Schriftliche Aufgabe 1: Ändere im Forumsthread zum Schleienangeln den Abschnitt zwischen "# Schleienangeln am" und "sie sind da !", beide eingeschlossen, indem du "Vereinsgewässer" durch "Baggersee" ersetzt, und gib diesen Abschnitt dann wieder.

Seite:
# Schleienangeln am Morgen.....



## Ronen (20. April 2006)

.....am mittag oder am abend???

Hallo Friedfischfreunde,

ich habe ein paar Tage frei und würde ich gern mal der Schleie widmen.

Habe noch nie eine Schleie gefangen ( aber auch noch nie so richtig gezielt beangelt ). Mehrere schwammen schon an mir vorbei in meinem ca. 1,5ha grossen undbis zu 6m tiefen Vereinsgewässer. Also sie sind da !

Nun meine Frage. Bei den momentanen Witterungsbedingungen, wann schlagt ihr vor ist die wohl effektievste Zeit?

Die nächte sind ja noch sehr kalt....lohnt trotzdem der Morgenansitz? Oder doch lieber in der 20grad warmen Mittagssonne?  Oder sollte ich auf die Dämmerung warten?


Gruss Ronen


----------



## Carp-Basti (20. April 2006)

*AW: Schleienangeln am Morgen.....*

Hallo Ronen,

nach meiner Erfahrung sind die frühen Morgenstunden am besten für den Ansitz auf Schleien geeignet. Im Sommer habe ich aber auch in der Nacht
schöne Fänge gemacht. Wichtig ist die Platzwahl. Grundsätzlich sind stark bewachsene Bereiche oder Seerosenfelder eine gute Wahl. Scheue Dich nicht davor, wenige Milimeter vor den Pflanzen zu fischen. Dann ist allerdings höchste Kontentration angesagt. Ich persönlich nutze gern die feine Bissanzeige der Schwingspitze oder bei ruhigem Wetter eine sensible Pose.Zur jetzigen Jahreszeit suche nach Bäumen die im Wasser hängen. 
Ich hoffe ich konnte ein wenig weiterhelfen

Gruß Basti


----------



## Ronen (20. April 2006)

*AW: Schleienangeln am Morgen.....*

also auch jetzt schon die frühen Morgenstunden? so bei 5 Grad?


----------



## esox_105 (20. April 2006)

*AW: Schleienangeln am Morgen.....*



			
				Ronen schrieb:
			
		

> also auch jetzt schon die frühen Morgenstunden? so bei 5 Grad?

Schriftliche Aufgabe 2: Zähle die Zeilen der Datensätze, in denen die Zeichenfolge "white" vorkommt. Nenne nur die Zahl.

Einige Datensätze:
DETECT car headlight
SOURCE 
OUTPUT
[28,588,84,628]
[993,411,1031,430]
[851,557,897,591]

* * *

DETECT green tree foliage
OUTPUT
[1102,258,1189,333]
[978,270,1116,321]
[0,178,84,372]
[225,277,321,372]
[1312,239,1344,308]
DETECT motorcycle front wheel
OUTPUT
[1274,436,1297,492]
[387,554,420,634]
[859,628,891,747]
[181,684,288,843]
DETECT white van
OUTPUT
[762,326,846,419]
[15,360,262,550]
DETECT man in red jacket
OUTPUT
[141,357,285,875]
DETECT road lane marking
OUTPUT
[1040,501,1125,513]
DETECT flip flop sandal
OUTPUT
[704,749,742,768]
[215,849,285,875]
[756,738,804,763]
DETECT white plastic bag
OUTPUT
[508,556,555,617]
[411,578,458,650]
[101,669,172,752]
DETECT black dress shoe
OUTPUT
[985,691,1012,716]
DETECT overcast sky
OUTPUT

Vollständige Antwort 1:
# Schleienangeln am Morgen.....



## Ronen (20. April 2006)

.....am mittag oder am abend???

Hallo Friedfischfreunde,

ich habe ein paar Tage frei und würde ich gern mal der Schleie widmen.

Habe noch nie eine Schleie gefangen ( aber auch noch nie so richtig gezielt beangelt ). Mehrere schwammen schon an mir vorbei in meinem ca. 1,5ha grossen undbis zu 6m tiefen Baggersee. Also sie sind da !

Vollständige Antwort 2: 2